» **Job**: Format the lines of the entries below as a JSON list of strings, one string per line, with blank lines omitted and the pictures left out.

___ Supplied material

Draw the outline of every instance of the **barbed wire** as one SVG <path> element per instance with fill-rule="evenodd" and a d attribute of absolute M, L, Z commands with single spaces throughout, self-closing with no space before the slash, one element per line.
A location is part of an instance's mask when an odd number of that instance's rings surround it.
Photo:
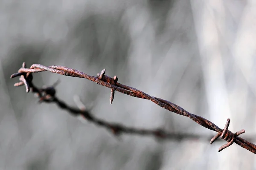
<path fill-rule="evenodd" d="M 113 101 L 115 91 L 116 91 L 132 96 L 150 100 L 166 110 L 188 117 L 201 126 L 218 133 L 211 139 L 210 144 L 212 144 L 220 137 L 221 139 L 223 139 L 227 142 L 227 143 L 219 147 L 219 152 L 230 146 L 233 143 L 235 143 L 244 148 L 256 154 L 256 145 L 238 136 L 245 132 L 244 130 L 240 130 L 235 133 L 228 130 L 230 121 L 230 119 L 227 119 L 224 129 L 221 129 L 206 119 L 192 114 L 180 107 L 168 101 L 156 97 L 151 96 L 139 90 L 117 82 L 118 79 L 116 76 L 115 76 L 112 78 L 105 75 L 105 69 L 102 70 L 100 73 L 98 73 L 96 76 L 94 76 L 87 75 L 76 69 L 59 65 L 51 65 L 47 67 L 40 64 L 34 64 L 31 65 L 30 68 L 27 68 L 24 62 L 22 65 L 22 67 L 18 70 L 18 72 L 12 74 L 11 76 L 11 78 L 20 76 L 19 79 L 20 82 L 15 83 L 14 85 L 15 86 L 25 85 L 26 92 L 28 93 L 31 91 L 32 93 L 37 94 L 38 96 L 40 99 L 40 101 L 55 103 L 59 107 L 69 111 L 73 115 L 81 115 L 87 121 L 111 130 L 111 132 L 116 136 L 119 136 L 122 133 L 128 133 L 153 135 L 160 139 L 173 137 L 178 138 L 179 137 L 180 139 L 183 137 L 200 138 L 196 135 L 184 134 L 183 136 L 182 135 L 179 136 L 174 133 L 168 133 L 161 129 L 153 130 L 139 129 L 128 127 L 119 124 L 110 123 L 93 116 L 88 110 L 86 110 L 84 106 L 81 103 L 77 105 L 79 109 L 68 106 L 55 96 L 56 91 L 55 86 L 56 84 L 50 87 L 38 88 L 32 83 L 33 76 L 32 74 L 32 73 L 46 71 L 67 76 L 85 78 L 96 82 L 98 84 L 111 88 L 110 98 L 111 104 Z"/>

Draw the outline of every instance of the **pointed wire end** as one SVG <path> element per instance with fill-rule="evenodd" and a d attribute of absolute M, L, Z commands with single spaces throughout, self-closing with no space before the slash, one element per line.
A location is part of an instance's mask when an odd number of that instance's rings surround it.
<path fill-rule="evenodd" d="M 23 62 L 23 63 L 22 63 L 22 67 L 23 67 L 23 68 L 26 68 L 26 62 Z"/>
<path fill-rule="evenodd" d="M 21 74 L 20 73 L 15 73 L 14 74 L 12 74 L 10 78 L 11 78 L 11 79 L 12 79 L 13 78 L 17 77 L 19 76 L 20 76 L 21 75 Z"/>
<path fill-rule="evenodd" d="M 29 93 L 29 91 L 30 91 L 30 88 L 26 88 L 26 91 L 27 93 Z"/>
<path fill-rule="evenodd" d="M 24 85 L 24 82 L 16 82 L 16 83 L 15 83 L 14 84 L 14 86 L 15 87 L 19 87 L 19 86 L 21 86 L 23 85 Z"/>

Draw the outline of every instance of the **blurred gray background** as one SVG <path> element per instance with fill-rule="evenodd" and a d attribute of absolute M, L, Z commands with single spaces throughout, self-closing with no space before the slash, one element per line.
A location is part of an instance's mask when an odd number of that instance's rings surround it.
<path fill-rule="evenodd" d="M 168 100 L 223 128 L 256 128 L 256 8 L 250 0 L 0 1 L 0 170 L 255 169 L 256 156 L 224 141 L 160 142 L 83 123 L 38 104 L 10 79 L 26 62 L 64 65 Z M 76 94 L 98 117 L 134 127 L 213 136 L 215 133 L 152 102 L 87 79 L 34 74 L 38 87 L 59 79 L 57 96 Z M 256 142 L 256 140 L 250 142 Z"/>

______

» **Solution to the exercise**:
[
  "Draw the outline of every instance of the **barbed wire** as one SVG <path> element per instance with fill-rule=\"evenodd\" and a d attribute of absolute M, L, Z commands with single spaces throughout, self-closing with no space before the slash, one element per line.",
  "A location is part of an instance's mask when an odd number of that instance's rings surround it.",
  "Photo:",
  "<path fill-rule=\"evenodd\" d=\"M 113 101 L 115 91 L 116 91 L 132 96 L 150 100 L 166 110 L 188 117 L 201 126 L 218 133 L 211 139 L 210 144 L 212 144 L 220 137 L 221 139 L 223 139 L 227 142 L 227 143 L 219 147 L 219 152 L 230 146 L 233 143 L 235 143 L 244 148 L 256 154 L 256 145 L 238 136 L 245 132 L 244 130 L 240 130 L 235 133 L 228 130 L 230 121 L 230 119 L 227 119 L 224 129 L 221 129 L 206 119 L 192 114 L 180 107 L 168 101 L 156 97 L 151 96 L 139 90 L 117 82 L 118 79 L 116 76 L 115 76 L 112 78 L 105 75 L 105 69 L 102 70 L 100 73 L 98 73 L 96 76 L 94 76 L 87 75 L 76 69 L 59 65 L 51 65 L 47 67 L 40 64 L 34 64 L 31 65 L 30 68 L 27 68 L 24 62 L 22 65 L 22 67 L 18 70 L 18 72 L 12 74 L 11 76 L 11 78 L 20 76 L 19 79 L 20 82 L 15 83 L 14 85 L 15 86 L 25 85 L 26 92 L 28 93 L 31 91 L 32 93 L 37 94 L 38 96 L 40 99 L 40 101 L 55 103 L 59 107 L 69 111 L 73 115 L 81 115 L 87 121 L 111 130 L 111 132 L 116 136 L 119 136 L 122 133 L 128 133 L 153 135 L 160 139 L 173 137 L 178 138 L 179 137 L 180 139 L 183 137 L 200 138 L 196 135 L 184 134 L 183 136 L 182 135 L 179 136 L 174 133 L 168 133 L 161 129 L 153 130 L 139 129 L 128 127 L 119 124 L 110 123 L 93 116 L 88 110 L 86 110 L 84 106 L 81 103 L 77 105 L 79 109 L 68 106 L 55 96 L 56 91 L 55 86 L 56 84 L 50 87 L 38 88 L 32 83 L 33 76 L 32 74 L 32 73 L 46 71 L 67 76 L 85 78 L 96 82 L 98 84 L 111 88 L 110 98 L 111 104 Z\"/>",
  "Draw the outline of every instance of the **pointed wire end** as one SVG <path> element per instance with fill-rule=\"evenodd\" and a d attribute of absolute M, L, Z commands with single spaces throughout, self-closing with no space before the slash, one element per line.",
  "A location is part of an instance's mask when an odd number of that instance's rings surround it.",
  "<path fill-rule=\"evenodd\" d=\"M 23 62 L 23 63 L 22 63 L 22 67 L 23 67 L 23 68 L 26 68 L 26 62 Z\"/>",
  "<path fill-rule=\"evenodd\" d=\"M 21 74 L 20 73 L 15 73 L 14 74 L 12 74 L 10 78 L 11 78 L 11 79 L 12 79 L 13 78 L 17 77 L 19 76 L 20 76 L 21 75 Z\"/>",
  "<path fill-rule=\"evenodd\" d=\"M 29 93 L 29 91 L 30 91 L 30 88 L 26 88 L 26 91 L 27 93 Z\"/>",
  "<path fill-rule=\"evenodd\" d=\"M 24 85 L 24 82 L 16 82 L 16 83 L 15 83 L 14 84 L 14 86 L 15 87 L 19 87 L 19 86 L 21 86 L 23 85 Z\"/>",
  "Draw the outline of every instance of the **blurred gray background** as one SVG <path> element per instance with fill-rule=\"evenodd\" and a d attribute of absolute M, L, Z commands with single spaces throughout, self-closing with no space before the slash, one element per line.",
  "A location is part of an instance's mask when an odd number of that instance's rings surround it.",
  "<path fill-rule=\"evenodd\" d=\"M 168 100 L 223 128 L 256 128 L 256 8 L 250 0 L 0 1 L 0 170 L 255 169 L 256 156 L 224 141 L 160 142 L 83 123 L 38 104 L 10 79 L 26 62 L 64 65 Z M 76 94 L 98 117 L 134 127 L 213 136 L 215 133 L 152 102 L 87 79 L 34 74 L 38 87 L 59 79 L 57 96 Z M 256 142 L 256 140 L 250 142 Z\"/>"
]